▶ Task: Scan each line of the records for the word "every" and extract the ones that have it.

▶ Saved data entries:
####################

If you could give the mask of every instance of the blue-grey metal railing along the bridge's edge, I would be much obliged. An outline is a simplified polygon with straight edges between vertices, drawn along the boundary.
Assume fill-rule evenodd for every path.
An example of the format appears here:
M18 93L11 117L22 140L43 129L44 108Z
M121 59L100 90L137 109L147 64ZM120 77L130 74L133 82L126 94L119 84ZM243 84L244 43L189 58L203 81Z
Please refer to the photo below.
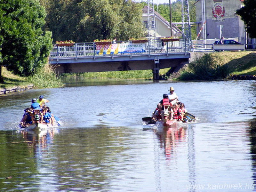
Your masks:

####################

▶ Task result:
If you could give the mask of every instance of the blue-grey metal railing along the bridge's edge, I would be much obliged. An outline is a simplified polygon with straight edges between vertices, drawn along the boundary.
Assume fill-rule evenodd for every path.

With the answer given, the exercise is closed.